▸ Stated problem:
Copy all of the material below word for word, but leave out the pictures.

┌──

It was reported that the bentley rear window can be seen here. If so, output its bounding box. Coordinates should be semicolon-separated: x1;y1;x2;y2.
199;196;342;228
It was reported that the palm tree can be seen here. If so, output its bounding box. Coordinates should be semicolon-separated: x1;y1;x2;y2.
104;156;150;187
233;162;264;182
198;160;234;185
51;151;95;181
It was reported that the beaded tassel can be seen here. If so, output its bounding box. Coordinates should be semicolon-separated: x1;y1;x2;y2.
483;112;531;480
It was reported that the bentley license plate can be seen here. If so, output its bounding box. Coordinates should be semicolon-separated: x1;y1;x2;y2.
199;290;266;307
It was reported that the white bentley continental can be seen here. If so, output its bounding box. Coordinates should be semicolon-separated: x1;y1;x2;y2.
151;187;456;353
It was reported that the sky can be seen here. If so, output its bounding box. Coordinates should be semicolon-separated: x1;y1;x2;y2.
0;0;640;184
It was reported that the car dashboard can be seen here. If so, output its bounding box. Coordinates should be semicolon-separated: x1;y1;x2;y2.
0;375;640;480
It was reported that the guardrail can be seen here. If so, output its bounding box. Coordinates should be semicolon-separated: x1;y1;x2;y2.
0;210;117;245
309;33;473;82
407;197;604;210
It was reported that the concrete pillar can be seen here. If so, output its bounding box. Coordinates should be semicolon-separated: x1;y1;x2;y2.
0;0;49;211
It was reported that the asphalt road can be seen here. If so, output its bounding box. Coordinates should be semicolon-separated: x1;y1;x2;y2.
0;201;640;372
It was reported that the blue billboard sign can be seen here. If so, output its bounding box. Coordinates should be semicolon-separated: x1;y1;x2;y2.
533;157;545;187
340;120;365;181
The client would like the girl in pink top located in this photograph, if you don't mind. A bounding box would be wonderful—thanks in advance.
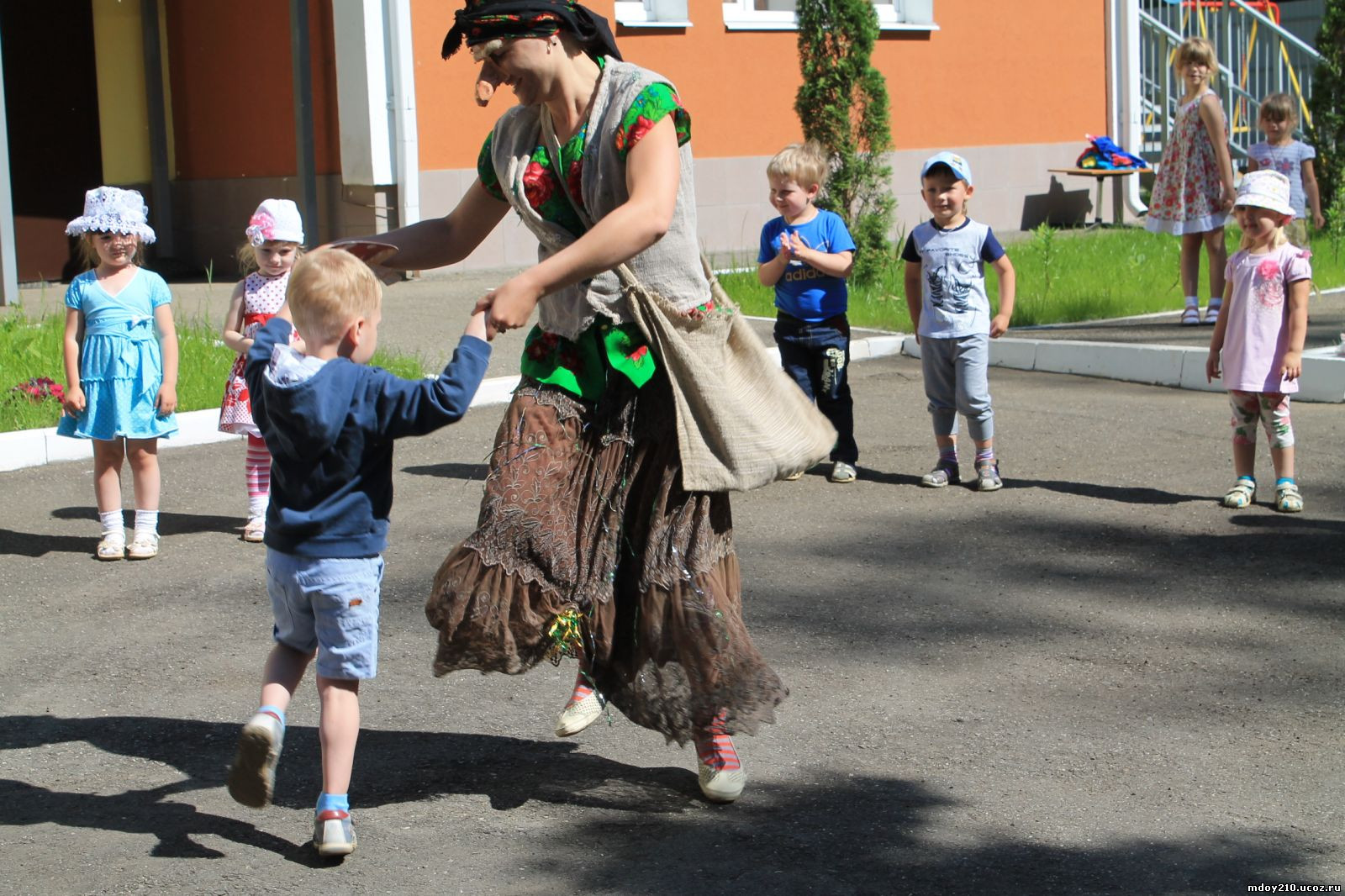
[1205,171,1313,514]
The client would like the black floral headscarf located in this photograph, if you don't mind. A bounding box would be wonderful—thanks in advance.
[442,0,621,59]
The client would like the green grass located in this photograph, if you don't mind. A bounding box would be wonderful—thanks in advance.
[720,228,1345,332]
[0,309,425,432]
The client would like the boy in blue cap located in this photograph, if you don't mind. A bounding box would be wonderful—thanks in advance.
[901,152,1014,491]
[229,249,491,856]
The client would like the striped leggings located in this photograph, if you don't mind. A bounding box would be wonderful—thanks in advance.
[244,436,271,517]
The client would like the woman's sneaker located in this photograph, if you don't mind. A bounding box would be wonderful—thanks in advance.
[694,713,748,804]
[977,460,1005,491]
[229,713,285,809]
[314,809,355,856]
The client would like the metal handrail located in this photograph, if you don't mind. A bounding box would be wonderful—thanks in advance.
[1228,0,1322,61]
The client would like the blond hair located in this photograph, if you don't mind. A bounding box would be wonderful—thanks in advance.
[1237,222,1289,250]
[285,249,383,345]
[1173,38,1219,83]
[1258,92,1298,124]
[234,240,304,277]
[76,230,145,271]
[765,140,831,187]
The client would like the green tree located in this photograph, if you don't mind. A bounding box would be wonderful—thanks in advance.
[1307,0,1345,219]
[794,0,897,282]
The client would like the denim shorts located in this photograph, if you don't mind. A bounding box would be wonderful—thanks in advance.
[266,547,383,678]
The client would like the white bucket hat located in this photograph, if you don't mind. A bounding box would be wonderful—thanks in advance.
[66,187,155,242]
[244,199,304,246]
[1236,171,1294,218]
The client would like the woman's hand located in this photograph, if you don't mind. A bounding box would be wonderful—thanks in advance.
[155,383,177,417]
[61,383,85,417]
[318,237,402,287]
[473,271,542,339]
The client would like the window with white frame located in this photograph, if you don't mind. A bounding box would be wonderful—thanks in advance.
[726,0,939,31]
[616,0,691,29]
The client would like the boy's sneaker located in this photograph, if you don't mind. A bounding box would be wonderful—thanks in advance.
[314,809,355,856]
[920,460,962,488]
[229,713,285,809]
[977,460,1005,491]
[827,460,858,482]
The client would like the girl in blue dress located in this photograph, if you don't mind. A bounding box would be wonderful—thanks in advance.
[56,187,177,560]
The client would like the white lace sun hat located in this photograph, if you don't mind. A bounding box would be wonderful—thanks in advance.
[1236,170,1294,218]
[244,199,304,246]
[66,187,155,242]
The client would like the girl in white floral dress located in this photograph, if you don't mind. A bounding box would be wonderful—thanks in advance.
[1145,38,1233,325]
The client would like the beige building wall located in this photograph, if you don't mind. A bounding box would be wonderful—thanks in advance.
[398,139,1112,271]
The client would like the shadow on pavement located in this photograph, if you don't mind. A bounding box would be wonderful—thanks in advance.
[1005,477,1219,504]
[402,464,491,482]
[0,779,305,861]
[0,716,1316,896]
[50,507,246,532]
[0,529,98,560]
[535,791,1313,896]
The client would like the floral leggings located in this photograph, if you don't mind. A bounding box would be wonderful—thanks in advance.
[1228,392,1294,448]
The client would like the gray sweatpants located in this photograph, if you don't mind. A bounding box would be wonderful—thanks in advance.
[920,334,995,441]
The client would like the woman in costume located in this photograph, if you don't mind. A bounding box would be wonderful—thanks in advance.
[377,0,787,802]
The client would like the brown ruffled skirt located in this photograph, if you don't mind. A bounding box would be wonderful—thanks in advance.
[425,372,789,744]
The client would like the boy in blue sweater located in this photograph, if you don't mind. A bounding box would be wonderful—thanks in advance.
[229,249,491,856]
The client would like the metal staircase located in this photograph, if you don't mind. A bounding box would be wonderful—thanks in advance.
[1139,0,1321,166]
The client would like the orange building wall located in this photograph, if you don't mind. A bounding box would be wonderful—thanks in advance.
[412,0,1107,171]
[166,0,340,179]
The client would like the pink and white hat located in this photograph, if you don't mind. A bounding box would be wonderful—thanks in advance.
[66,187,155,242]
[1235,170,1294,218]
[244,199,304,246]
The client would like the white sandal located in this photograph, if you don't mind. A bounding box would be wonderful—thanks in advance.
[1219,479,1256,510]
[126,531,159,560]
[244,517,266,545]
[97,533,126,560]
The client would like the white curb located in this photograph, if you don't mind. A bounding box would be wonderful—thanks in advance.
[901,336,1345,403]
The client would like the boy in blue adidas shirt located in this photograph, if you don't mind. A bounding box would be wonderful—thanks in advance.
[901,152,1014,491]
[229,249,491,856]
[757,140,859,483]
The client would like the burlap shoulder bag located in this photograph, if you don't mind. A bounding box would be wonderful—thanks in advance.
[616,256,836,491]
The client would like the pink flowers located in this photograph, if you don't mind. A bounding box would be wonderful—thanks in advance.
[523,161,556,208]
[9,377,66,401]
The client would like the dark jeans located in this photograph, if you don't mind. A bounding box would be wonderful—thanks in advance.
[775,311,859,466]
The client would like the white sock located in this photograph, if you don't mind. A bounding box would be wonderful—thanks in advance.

└──

▸ Answer to the task:
It was reported that the bentley rear window can be seen here. If so, output its bounding box. Coordinates should be semicolon-separated: x1;y1;x2;y2.
199;196;342;228
It was reported that the palm tree can be seen here. If so, output its bounding box. Coordinates should be semicolon-separated: x1;y1;x2;y2.
104;156;150;187
233;162;264;182
198;160;234;185
51;151;95;181
It was reported that the beaded tassel can be seen here. If so, output its bounding box. Coordinates should be semicolon-separated: x1;y1;x2;y2.
483;112;531;480
It was reported that the bentley license plate can be seen here. If so, output its bounding box. Coordinates should be semicolon-separated: x1;y1;x2;y2.
199;290;266;307
It was reported that the white bentley continental can be seen here. If so, output its bounding box. Coordinates should be semicolon-separated: x1;y1;x2;y2.
151;187;456;353
It was reported that the sky can be seen here. If so, output its bounding box. Coordinates should be semicolon-separated: x1;y1;x2;y2.
0;0;640;184
It was reported that the car dashboard can be seen here. If so, output its bounding box. Coordinates should be semicolon-separated: x1;y1;x2;y2.
0;375;640;480
It was reported that the guardrail can be seen here. If so, output its bounding box. Coordinates should be semicolon-separated: x1;y1;x2;y2.
0;210;117;245
309;33;473;82
407;197;604;210
It was reported that the concrete pillar can be seen here. If so, output its bounding box. Coordinates should be semicolon-separated: x1;y1;x2;y2.
0;0;49;211
It was reported that the asphalt road can be seen here. If so, output its bounding box. Coordinates should be semicolon-separated: x1;y1;x2;y2.
0;201;640;372
It was reported that the blue billboard sign can be seen here. If so, output its bounding box. Coordinates should be semicolon-separated: x1;y1;x2;y2.
533;157;545;187
340;120;365;181
The client would like the girl in pink top located in this photograph, if you don't mind. A bounding box would be wonderful—thanks in advance.
[1205,171,1313,514]
The client would like the black floral headscarf located in this photograph, if you don't mind. A bounding box would be wonderful—thanks in advance.
[442,0,621,59]
The client would like the green grass located in this photograph, if you don't mind. A bounding box would be wonderful—thanks in advance.
[720,228,1345,332]
[0,309,425,432]
The client would like the boy in blue cap located in this photograph, if you don't mind. A bounding box would be wonderful—thanks in advance.
[901,152,1014,491]
[229,249,491,856]
The client would like the striped leggings located in this photograph, if you don't mind. A bounding box would be wonderful—thanks in advance.
[244,436,271,517]
The client would like the woman's sneaker located in this photograph, if you don't mind. A bounding box would be wonderful—thanks in advance.
[694,713,748,804]
[977,460,1005,491]
[229,713,285,809]
[314,809,355,856]
The client would like the metal handrail located in this photograph, if you don't mind. A bounding box would be wonderful—thanks in advance.
[1228,0,1322,61]
The client would like the blond hair located in this photograph, if you don't mind. A bounding box would be wonderful—thanks in advance.
[1237,222,1289,250]
[285,249,383,345]
[1173,38,1219,83]
[1258,92,1298,124]
[234,240,304,277]
[76,230,145,271]
[765,140,831,187]
The client would like the green tree located in this photograph, if you don't mind. A bounding box would be wonderful—thanks in advance.
[1307,0,1345,219]
[794,0,897,282]
The client would like the denim shorts located in this photograph, if you don't mind. A bounding box would be wonderful—thanks in advance.
[266,547,383,678]
The client would like the white bucket hat located in this photograph, if you don't mind. A bounding box would be wonderful—thanks in advance.
[66,187,155,242]
[244,199,304,246]
[1236,171,1294,218]
The client would like the woman's hand located in this photograph, if you don't mind. A bounding box would be wonderful—thanks in advance.
[155,383,177,417]
[61,383,85,417]
[318,237,402,287]
[473,271,542,339]
The client would like the window with white frame located in this photograph, if you don't mind. A bounding box would be wonderful—thanks in advance.
[726,0,939,31]
[616,0,691,29]
The client would like the boy's sneaker located in this photograph, if you don't mind. A bounding box would be wonderful—thanks in advance.
[314,809,355,856]
[920,460,962,488]
[229,713,285,809]
[977,460,1005,491]
[827,460,858,482]
The client would like the girl in blue dress located in this photograph, if you don't mind. A bounding box would be wonderful—thanks in advance.
[56,187,177,560]
The client would like the white lace sun hat located in this photograph, if you don't mind. A bounding box would be wonderful—thanks in advance.
[1236,170,1294,218]
[244,199,304,246]
[66,187,155,242]
The client would like the girl in white floral dress located in this photograph, if you don't mind. A bounding box would be wonderful—thanks in advance.
[1145,38,1233,325]
The client would like the beige building wall located in this photograph, if you don't mind. A bounding box would be wonderful—thanks in advance.
[398,139,1112,271]
The client would like the shadow on pavement located in this photograph, if you don't mind. A bounding box would be wonderful—thanks in advance.
[1005,477,1219,504]
[402,464,491,482]
[0,779,305,861]
[0,716,1316,896]
[50,507,246,532]
[0,529,98,560]
[535,791,1313,896]
The client would like the floral leggings located in this photograph, if you don't mind. A bounding box would be wonderful—thanks in advance.
[1228,392,1294,448]
The client would like the gray sweatpants located in this photograph, if you don't mind. A bounding box would be wonderful—thanks in advance.
[920,334,995,441]
The client would like the woman in costume located in this photograph, if you don't mind. A bounding box would be wonderful—thanks in advance.
[377,0,787,802]
The client would like the brown ruffled skirt located in this photograph, if you don't mind. A bounding box would be wonderful—thanks in advance.
[425,372,789,744]
The client would like the boy in blue sweater located in this photograph, if you don't mind. A bounding box would be wonderful—thanks in advance.
[229,249,491,856]
The client would like the metal staircase located in this photograph, if you don't mind. A bounding box would be wonderful—thanks in advance.
[1139,0,1321,166]
The client would like the orange building wall located in this photograph, if you don't mind. A bounding box would be wonderful—thanks in advance.
[412,0,1107,171]
[166,0,340,179]
The client would like the pink and white hat located in this photograph, if you don't mind. A bounding box would be wonderful—thanks in advance.
[66,187,155,242]
[1235,170,1294,218]
[244,199,304,246]
The client would like the white sandal located in this photograph, if you don't mind. A bounding box would be wonderful—thanks in advance.
[1219,479,1256,510]
[126,531,159,560]
[244,517,266,545]
[97,533,126,560]
The client would like the white curb located in this photograph, if you don't mind. A bounding box would be wonderful—thanks in advance.
[901,336,1345,403]
The client would like the boy in blue adidas shirt located in this photograph, if you don't mind. A bounding box would be wonderful—thanks in advance.
[901,152,1014,491]
[229,249,491,856]
[757,140,859,483]
The client would like the burlap shoulder bag located in this photograph, if you don't mind. A bounding box would be wonderful—thanks in advance.
[616,256,836,491]
The client would like the pink flowers located in this photograph, if you don't mind. A bounding box would be wonderful—thanks in advance.
[523,161,556,208]
[9,377,66,401]
The client would like the dark jeans located in this photograph, if you don't mind. A bounding box would be wonderful—thanks in advance.
[775,311,859,466]
The client would like the white sock located in this photograph, if you don't mind. A bounding box would be wonderful—thanks in advance.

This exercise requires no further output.